*SET TASK*. How many lines in the entries below contain the word "decorative"? Reply with the number alone.

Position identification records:

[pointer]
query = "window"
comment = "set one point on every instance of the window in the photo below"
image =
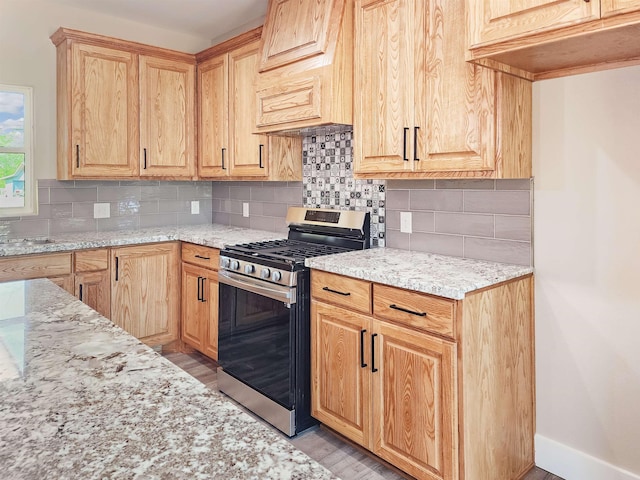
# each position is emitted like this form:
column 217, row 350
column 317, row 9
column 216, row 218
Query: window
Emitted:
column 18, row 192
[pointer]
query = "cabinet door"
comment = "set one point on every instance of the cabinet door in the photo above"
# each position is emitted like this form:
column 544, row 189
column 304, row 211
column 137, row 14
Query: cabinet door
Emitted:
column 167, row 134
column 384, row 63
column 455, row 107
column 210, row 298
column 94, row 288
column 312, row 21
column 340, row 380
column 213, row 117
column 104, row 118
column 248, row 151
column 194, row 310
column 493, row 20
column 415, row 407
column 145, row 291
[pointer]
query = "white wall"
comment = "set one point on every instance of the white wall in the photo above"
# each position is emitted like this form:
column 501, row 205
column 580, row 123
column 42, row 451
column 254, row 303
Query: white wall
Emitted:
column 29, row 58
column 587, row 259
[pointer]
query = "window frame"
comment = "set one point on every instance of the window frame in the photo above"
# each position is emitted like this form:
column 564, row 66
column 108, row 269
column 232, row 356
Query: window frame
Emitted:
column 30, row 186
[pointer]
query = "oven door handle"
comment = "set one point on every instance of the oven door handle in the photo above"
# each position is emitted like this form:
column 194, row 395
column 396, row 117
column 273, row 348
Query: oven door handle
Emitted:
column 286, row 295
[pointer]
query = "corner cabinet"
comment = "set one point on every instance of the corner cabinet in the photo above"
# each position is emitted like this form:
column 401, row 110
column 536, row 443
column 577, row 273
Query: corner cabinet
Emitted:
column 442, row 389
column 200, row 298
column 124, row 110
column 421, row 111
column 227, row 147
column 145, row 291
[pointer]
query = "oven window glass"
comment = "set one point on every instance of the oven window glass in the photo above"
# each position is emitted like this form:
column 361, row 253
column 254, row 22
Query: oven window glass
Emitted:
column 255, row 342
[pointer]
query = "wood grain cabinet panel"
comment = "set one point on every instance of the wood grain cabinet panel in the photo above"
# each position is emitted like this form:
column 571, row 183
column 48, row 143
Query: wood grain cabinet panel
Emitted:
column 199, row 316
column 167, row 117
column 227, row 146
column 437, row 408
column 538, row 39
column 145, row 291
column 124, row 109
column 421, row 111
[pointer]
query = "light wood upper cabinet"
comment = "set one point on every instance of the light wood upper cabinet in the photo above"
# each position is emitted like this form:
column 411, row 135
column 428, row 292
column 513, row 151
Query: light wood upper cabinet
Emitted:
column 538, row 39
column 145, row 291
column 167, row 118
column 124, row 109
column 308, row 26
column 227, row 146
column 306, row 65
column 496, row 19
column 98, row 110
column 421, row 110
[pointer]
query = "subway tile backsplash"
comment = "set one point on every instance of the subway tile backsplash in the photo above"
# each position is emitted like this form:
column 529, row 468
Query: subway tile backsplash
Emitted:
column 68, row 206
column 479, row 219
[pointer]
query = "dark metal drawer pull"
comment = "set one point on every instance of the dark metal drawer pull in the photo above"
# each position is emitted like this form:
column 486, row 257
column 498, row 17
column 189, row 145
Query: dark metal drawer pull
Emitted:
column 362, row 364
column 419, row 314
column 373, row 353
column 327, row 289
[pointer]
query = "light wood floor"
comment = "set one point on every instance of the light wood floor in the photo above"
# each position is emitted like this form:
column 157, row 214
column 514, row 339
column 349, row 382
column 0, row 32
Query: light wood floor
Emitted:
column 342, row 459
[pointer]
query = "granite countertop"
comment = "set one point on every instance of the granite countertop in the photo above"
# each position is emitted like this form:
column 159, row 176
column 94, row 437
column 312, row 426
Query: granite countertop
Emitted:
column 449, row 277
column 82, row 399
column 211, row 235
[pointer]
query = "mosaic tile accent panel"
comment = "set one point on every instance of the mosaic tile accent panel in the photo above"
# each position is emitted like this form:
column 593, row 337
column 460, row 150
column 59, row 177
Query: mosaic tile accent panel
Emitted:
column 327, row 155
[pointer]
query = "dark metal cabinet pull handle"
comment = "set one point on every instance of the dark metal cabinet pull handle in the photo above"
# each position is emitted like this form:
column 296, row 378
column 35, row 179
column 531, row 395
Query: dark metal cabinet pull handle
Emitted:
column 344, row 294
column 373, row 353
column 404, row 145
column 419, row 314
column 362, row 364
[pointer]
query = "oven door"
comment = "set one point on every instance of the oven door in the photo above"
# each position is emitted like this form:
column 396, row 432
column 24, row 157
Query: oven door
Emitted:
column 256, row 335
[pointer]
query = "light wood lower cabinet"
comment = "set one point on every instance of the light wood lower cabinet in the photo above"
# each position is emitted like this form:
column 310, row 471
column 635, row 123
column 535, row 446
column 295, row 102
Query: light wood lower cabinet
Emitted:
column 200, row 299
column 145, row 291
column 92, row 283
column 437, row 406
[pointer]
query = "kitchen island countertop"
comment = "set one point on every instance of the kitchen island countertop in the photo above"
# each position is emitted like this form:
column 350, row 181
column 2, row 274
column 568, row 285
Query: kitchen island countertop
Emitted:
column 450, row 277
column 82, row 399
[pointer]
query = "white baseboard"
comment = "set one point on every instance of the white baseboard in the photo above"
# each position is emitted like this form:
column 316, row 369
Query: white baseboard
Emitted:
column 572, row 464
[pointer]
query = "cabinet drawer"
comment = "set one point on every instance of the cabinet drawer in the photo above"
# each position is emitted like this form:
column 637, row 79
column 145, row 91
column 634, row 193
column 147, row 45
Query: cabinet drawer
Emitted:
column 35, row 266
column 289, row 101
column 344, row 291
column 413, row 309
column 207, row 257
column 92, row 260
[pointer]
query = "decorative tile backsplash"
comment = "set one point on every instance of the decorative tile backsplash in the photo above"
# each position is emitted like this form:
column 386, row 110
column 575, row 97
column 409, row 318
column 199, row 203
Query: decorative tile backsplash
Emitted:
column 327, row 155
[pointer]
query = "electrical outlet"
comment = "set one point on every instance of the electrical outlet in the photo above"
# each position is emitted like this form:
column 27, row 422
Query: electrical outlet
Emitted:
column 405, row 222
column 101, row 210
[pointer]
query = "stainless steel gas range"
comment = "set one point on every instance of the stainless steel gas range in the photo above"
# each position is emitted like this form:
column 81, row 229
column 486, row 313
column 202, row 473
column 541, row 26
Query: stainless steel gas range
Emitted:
* * *
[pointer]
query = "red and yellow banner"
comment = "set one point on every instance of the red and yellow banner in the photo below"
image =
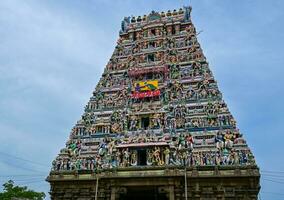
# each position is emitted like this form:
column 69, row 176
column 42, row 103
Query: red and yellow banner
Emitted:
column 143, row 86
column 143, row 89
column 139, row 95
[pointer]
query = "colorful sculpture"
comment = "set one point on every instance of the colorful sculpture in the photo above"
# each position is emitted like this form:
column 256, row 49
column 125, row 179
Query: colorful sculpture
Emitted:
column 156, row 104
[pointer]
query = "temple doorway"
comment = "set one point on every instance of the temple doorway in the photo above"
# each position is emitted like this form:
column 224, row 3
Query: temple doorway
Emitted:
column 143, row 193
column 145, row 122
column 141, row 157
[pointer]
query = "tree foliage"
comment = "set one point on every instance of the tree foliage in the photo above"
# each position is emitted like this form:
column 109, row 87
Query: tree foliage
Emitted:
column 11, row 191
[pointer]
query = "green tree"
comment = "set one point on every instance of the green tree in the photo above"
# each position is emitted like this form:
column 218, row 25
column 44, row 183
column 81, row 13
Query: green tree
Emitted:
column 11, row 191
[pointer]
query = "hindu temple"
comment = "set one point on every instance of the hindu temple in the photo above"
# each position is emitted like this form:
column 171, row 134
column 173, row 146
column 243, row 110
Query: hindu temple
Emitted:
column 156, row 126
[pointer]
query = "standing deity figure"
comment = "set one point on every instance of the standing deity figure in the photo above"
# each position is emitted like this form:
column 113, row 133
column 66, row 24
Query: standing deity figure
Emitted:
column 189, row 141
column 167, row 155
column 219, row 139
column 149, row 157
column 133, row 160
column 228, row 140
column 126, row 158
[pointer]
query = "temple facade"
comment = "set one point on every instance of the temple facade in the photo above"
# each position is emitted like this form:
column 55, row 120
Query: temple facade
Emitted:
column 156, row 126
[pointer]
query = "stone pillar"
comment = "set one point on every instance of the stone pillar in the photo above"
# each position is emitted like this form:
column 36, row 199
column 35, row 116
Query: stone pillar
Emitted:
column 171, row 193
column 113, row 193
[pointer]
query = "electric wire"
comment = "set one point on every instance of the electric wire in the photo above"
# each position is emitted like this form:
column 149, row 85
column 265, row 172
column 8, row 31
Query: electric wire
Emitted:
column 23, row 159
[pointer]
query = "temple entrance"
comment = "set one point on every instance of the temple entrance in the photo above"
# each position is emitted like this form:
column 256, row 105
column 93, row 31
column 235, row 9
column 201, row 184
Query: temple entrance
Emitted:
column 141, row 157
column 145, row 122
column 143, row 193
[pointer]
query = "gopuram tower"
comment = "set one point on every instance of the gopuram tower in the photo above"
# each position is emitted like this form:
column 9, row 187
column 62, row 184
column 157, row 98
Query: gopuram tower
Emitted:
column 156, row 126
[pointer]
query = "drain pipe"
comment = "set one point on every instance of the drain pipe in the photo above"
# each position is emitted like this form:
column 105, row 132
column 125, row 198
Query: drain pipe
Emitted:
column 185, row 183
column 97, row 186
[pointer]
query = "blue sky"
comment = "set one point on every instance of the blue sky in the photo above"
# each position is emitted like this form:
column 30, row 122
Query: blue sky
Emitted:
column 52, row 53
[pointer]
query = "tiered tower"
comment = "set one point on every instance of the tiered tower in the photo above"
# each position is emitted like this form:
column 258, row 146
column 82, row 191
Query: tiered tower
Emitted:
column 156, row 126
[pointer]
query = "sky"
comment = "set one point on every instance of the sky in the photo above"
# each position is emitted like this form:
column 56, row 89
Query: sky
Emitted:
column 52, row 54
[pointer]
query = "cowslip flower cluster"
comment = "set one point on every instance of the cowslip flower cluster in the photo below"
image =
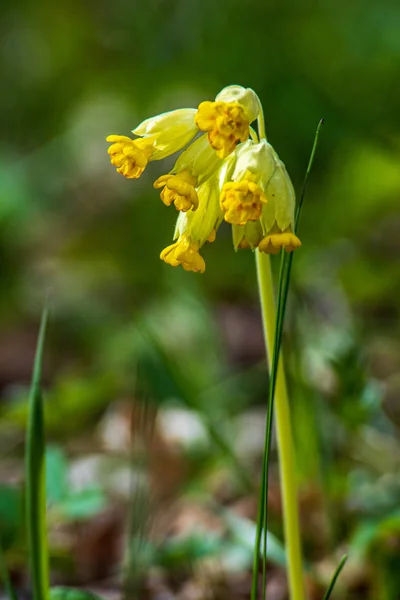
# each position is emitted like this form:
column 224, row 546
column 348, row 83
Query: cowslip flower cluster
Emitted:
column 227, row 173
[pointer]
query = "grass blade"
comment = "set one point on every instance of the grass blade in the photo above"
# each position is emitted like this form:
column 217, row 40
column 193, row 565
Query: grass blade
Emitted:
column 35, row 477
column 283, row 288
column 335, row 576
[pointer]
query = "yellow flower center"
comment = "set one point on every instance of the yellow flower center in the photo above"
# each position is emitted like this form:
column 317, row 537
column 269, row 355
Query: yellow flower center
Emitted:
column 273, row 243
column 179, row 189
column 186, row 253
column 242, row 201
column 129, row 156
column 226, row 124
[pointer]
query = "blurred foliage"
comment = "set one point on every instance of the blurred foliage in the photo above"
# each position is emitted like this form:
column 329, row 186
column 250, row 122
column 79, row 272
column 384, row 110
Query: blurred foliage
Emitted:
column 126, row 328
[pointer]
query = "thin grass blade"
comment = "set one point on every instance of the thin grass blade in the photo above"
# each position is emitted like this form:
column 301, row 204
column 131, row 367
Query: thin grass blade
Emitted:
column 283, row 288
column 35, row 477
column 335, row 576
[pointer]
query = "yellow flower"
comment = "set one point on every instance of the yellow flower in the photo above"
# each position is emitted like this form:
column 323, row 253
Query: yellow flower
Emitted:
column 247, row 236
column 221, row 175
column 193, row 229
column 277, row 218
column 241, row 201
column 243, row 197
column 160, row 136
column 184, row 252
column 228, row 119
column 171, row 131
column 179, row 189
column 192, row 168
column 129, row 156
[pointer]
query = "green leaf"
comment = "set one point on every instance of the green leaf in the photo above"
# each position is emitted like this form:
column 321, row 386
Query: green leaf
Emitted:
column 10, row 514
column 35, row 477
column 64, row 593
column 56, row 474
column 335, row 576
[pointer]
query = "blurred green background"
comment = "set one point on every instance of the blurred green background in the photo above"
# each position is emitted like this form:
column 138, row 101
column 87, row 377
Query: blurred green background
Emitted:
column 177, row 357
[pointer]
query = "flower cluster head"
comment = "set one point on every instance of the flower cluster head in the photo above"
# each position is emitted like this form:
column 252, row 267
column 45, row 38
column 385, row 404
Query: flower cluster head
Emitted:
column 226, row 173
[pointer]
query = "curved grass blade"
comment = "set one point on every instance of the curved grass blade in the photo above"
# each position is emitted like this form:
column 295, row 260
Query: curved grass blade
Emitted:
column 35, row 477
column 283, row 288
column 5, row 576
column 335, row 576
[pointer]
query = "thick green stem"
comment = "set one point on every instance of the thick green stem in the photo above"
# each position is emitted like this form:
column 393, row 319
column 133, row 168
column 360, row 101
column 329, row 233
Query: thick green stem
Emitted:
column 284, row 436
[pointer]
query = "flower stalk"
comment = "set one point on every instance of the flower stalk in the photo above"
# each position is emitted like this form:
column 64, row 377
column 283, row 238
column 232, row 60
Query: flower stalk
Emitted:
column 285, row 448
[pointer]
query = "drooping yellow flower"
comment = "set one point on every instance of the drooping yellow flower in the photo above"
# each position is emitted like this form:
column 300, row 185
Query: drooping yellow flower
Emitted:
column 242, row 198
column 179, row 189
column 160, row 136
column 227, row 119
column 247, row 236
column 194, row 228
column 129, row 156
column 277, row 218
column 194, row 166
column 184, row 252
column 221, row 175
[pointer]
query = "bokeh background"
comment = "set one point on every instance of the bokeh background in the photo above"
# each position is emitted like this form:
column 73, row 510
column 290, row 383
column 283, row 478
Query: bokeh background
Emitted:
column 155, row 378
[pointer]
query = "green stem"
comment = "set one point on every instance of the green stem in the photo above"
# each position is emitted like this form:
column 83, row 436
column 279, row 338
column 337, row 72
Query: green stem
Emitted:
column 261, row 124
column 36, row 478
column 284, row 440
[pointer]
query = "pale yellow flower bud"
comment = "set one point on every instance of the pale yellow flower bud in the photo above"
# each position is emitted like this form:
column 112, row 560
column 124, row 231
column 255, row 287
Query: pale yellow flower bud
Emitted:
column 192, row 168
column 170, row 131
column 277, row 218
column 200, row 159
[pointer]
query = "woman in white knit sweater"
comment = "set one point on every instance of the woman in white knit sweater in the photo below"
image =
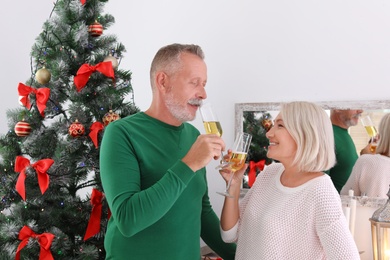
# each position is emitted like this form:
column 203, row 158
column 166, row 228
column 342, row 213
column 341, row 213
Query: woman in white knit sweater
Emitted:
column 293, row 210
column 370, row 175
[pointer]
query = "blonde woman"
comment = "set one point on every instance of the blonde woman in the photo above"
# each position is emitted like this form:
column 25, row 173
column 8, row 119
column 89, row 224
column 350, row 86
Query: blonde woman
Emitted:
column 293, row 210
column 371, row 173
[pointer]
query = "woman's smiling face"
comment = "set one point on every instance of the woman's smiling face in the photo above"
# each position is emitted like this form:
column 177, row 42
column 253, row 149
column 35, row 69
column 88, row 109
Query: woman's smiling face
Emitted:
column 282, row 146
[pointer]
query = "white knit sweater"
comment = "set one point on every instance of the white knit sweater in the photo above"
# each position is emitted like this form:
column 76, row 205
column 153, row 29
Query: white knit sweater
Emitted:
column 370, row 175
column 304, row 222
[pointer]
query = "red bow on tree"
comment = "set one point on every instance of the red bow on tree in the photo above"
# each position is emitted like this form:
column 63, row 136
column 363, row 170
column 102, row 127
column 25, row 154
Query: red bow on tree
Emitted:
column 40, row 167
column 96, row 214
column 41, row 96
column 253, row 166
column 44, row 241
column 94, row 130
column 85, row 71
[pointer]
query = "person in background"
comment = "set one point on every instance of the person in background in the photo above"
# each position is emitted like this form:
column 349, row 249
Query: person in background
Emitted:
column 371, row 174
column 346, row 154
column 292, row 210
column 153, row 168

*FINAL RESULT*. 3